***** ARTICLE
A study of 1990 census data conducted by the Knight-Ridder newspaper chain found that 30 percent of the nation’s blacks still live in neighborhoods that are at least 90 percent black. The study found the number of blacks living in such “isolation” had not changed significantly since 1980.

At the same time, many of the newcomers to suburbia are Hispanic and Asian. In many cases, immigrant families from around the globe have chosen to bypass inner cities to settle first in suburban areas that offer better schools, housing, and job opportunities. They also are drawn to locations where friends and relatives have previously made their homes.

In metropolitan Washington, for example, the nearby suburban areas of Montgomery County, Md., and Fairfax County, Va., have seen particularly dramatic increases in the number of Hispanic and Asian students enrolled in local schools.
**********
***** STORED DATA
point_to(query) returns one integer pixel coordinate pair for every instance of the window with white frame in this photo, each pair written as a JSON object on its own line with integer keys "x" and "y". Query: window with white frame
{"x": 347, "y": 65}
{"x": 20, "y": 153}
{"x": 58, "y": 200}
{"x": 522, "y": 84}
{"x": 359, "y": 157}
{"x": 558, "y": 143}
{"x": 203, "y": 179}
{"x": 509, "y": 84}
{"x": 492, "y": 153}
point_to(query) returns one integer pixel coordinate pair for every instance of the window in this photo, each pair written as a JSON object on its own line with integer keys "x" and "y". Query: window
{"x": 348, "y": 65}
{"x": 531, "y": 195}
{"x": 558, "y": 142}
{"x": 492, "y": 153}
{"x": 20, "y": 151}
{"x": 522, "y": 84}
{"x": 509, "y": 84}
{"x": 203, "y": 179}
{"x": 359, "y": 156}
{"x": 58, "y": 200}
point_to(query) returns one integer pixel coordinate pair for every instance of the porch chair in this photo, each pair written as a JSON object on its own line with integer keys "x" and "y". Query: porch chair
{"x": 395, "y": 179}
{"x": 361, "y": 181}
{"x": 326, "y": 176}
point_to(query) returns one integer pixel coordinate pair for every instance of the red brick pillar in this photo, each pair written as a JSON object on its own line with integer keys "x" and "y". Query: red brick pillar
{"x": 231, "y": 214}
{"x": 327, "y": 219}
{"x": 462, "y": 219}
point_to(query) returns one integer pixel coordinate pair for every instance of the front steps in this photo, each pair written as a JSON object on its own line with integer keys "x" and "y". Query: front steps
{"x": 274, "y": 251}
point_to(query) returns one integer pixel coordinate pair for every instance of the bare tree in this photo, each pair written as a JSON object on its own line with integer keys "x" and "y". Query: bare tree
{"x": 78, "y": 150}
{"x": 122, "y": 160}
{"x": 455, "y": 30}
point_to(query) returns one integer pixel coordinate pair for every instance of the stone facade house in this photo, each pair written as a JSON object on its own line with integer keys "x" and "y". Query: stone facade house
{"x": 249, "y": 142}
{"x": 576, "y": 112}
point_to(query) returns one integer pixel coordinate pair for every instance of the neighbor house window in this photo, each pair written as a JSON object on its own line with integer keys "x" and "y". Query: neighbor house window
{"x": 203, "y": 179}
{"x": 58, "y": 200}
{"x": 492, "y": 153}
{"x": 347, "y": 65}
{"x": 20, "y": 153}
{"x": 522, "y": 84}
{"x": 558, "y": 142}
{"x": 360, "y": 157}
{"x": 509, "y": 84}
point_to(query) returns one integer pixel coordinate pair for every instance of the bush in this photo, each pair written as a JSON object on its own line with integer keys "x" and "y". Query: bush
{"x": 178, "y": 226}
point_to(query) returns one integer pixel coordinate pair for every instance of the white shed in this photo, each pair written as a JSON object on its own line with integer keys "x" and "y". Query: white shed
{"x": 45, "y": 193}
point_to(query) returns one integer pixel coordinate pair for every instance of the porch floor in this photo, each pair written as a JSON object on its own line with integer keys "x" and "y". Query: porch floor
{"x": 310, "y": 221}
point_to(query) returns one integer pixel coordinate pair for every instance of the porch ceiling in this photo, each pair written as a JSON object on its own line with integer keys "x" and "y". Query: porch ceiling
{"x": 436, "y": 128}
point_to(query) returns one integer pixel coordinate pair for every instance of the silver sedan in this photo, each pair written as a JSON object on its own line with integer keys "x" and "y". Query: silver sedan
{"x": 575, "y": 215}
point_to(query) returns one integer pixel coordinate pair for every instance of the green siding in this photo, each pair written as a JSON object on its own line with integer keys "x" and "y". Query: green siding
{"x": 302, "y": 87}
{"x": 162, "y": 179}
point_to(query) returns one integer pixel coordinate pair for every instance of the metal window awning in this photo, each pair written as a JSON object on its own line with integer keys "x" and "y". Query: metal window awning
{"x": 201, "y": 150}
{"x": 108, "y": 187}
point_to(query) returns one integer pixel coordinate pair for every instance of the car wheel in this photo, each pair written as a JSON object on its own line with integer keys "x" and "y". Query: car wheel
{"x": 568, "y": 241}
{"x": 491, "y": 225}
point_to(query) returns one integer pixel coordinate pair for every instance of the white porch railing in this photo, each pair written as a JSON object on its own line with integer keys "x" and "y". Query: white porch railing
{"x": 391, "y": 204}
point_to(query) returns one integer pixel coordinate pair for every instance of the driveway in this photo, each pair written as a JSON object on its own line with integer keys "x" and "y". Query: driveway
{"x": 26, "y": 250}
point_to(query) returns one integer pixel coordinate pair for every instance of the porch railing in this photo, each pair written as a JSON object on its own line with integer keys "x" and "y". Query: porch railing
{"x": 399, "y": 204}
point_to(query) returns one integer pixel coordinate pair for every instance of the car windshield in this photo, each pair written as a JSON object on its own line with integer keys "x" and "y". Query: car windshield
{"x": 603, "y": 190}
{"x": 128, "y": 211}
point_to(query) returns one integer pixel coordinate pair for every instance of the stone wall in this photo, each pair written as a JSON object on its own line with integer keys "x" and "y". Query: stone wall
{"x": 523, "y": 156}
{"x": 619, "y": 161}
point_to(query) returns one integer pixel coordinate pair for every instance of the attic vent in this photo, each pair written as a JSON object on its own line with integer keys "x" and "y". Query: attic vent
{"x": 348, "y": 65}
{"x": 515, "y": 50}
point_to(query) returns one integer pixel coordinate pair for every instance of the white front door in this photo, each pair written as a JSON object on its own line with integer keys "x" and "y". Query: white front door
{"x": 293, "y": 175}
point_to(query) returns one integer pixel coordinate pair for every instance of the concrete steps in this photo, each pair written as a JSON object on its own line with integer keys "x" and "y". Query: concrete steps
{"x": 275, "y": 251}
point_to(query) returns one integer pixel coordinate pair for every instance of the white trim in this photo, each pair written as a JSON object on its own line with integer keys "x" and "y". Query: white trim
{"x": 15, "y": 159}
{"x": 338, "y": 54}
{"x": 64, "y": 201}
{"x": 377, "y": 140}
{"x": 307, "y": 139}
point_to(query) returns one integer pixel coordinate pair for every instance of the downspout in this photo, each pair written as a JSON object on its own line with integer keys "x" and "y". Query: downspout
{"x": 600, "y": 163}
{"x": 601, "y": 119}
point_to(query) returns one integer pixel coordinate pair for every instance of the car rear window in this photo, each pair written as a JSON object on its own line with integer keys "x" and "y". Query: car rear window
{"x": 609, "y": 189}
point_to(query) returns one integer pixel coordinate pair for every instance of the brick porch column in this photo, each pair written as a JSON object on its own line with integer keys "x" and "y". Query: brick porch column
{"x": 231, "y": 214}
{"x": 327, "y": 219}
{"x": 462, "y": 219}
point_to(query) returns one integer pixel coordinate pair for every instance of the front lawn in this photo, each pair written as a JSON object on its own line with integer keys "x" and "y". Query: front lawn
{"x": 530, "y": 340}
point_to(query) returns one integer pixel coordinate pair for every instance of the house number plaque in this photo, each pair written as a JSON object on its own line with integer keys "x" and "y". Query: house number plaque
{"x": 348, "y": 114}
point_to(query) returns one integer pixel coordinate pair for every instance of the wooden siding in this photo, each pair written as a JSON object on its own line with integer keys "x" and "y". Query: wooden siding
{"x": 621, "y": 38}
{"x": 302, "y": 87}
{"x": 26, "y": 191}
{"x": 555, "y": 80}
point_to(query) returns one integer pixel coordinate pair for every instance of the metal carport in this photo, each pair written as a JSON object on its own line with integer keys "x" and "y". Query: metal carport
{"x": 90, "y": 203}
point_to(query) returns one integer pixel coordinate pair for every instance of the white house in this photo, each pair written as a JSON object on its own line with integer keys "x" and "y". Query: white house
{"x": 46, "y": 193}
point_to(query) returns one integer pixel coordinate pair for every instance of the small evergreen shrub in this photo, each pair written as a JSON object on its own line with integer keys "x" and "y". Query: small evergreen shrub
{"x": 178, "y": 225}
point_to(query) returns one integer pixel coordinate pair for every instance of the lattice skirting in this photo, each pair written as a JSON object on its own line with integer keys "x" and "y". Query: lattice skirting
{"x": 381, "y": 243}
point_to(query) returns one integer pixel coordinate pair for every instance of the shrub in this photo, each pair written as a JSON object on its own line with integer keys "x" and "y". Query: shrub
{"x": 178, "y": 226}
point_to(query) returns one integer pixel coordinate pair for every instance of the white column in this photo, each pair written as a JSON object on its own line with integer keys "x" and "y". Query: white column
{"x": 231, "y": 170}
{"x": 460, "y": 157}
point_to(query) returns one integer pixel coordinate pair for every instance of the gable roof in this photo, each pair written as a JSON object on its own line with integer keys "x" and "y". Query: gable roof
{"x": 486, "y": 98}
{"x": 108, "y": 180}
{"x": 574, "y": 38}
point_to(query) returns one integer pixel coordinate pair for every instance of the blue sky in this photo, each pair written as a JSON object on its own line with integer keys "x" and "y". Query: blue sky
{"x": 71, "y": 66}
**********
***** STORED DATA
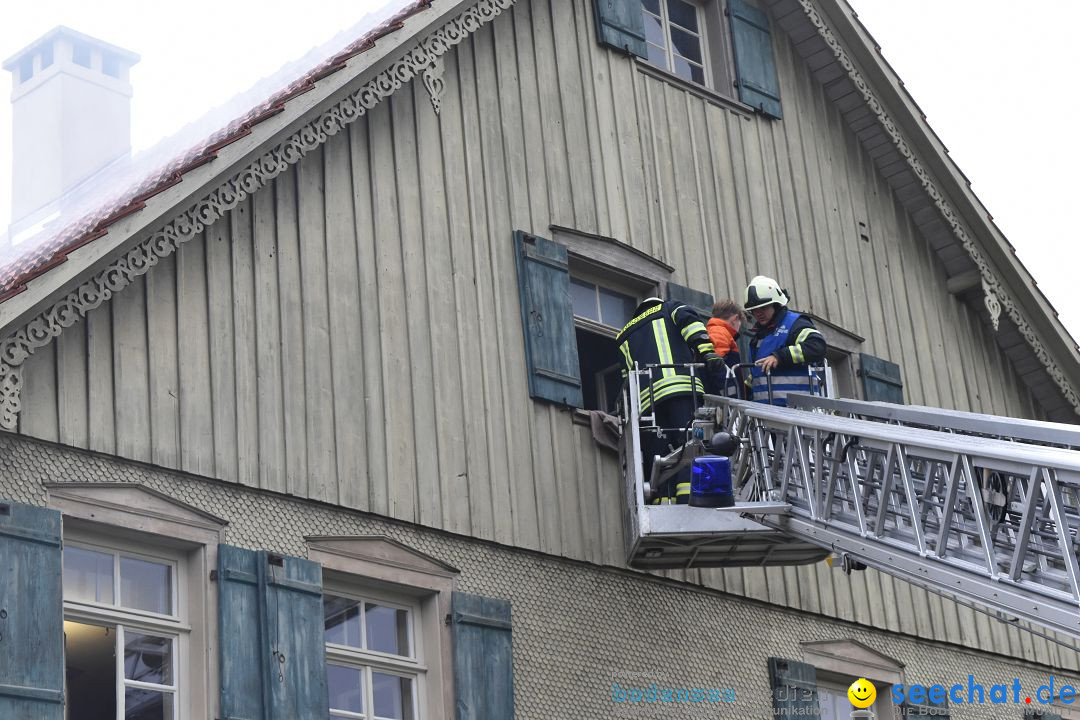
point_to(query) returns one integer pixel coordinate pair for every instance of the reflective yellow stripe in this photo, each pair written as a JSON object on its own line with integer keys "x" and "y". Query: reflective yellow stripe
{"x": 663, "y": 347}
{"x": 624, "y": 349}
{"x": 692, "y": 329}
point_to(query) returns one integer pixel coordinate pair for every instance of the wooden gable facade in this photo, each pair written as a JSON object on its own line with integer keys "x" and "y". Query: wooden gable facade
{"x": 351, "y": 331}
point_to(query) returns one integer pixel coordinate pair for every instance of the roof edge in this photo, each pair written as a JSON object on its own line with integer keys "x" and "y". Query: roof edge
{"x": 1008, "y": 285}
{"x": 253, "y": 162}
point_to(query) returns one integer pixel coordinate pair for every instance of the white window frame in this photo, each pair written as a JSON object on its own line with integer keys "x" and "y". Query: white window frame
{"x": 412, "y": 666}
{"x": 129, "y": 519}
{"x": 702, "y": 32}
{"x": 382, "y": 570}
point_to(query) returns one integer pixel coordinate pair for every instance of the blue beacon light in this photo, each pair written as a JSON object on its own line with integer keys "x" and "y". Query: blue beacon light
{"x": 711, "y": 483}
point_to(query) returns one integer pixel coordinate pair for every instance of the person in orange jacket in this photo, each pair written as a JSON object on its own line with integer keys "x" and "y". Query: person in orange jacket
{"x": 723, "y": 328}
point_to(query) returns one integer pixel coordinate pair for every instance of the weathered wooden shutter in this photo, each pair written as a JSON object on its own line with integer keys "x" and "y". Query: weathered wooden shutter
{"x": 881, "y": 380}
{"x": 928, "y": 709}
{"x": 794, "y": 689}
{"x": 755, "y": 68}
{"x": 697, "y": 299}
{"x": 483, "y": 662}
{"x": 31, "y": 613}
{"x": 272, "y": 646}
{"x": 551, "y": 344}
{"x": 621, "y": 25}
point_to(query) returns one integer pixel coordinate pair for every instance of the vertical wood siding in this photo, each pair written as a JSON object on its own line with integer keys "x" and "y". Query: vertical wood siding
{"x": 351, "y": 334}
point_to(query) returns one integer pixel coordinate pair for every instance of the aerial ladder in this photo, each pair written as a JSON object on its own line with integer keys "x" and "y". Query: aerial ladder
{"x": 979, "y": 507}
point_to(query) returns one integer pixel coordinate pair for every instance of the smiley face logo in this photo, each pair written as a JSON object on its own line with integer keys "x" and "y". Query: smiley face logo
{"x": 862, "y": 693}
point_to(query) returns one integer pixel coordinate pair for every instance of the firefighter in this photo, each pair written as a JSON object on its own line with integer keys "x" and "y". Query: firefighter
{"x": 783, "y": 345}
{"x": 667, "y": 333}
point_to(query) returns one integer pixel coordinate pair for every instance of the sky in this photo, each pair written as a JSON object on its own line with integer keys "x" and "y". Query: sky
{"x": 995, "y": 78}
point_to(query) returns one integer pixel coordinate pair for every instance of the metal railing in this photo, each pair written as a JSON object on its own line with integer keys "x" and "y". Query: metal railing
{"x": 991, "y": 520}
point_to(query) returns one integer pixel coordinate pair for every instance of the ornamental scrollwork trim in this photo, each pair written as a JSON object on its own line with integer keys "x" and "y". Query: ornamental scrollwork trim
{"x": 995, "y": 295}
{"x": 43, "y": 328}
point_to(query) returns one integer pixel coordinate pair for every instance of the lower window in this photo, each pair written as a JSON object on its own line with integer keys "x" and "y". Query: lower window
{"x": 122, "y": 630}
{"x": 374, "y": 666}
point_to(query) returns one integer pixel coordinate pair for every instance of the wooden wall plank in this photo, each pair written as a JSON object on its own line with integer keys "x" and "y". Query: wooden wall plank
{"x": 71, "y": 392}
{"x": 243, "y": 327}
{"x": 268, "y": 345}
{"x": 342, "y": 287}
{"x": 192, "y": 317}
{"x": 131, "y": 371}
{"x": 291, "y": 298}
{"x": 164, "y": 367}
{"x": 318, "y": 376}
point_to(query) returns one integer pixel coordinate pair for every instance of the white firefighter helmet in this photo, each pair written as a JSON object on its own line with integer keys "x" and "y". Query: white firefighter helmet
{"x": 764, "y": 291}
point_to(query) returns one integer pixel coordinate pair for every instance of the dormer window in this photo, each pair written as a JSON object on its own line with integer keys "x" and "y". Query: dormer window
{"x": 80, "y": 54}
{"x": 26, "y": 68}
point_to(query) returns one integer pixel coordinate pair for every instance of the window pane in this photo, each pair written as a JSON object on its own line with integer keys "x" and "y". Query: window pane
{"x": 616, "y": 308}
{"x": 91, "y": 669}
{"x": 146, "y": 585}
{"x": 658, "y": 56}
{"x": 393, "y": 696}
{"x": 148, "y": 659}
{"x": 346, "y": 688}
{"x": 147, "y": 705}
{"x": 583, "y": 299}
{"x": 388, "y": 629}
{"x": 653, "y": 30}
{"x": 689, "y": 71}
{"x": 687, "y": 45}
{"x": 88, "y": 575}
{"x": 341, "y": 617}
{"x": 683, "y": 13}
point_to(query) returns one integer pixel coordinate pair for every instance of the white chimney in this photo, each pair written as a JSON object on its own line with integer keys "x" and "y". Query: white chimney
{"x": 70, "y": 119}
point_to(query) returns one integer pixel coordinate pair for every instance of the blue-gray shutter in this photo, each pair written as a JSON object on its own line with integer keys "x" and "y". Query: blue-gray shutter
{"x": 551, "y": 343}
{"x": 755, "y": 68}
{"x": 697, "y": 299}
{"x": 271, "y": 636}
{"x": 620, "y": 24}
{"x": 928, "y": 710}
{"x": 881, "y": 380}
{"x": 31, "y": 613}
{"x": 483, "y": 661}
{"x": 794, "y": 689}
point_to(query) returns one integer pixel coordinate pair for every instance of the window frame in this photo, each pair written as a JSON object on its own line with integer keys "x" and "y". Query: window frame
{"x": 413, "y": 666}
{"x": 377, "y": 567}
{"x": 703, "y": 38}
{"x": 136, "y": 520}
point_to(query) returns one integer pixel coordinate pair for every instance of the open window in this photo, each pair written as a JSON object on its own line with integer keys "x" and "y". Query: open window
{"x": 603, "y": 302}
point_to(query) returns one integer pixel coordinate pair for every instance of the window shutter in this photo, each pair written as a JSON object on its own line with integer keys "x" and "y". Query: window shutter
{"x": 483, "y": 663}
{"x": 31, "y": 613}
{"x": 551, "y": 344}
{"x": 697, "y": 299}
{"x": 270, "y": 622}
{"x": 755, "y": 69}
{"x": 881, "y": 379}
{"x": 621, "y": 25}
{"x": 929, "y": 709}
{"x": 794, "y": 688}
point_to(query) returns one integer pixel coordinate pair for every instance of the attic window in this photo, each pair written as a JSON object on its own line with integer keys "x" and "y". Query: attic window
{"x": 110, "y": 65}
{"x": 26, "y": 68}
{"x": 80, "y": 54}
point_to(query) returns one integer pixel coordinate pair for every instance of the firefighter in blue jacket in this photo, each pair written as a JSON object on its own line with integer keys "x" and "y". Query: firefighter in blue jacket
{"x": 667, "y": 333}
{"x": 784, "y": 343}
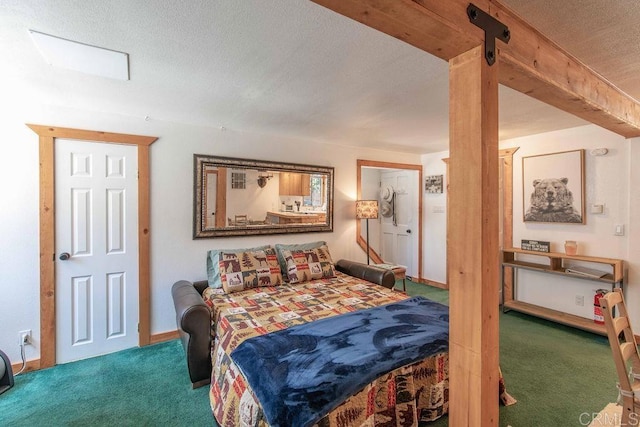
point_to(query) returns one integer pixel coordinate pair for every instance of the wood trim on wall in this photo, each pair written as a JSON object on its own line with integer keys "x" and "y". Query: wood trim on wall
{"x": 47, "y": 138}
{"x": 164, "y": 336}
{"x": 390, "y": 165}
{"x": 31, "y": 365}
**********
TASKS TO COMPLETE:
1. In the suburbia article, reproduce everything from "At the same" down to "made their homes.", replacing "immigrant families" with "immigrant households".
2. According to the suburbia article, what percentage of the nation's blacks still live in neighborhoods that are at least 90 percent black?
3. Rewrite the paragraph of the suburbia article that begins "At the same time" as a bulleted list that keeps its main facts.

ANSWERS PER TASK:
1.
At the same time, many of the newcomers to suburbia are Hispanic and Asian. In many cases, immigrant households from around the globe have chosen to bypass inner cities to settle first in suburban areas that offer better schools, housing, and job opportunities. They also are drawn to locations where friends and relatives have previously made their homes.

2. 30 percent.

3.
- Many newcomers to suburbia are Hispanic and Asian.
- Immigrant families often bypass inner cities and settle first in suburban areas.
- These areas offer better schools, housing, and job opportunities.
- Families are also drawn to places where friends and relatives already live.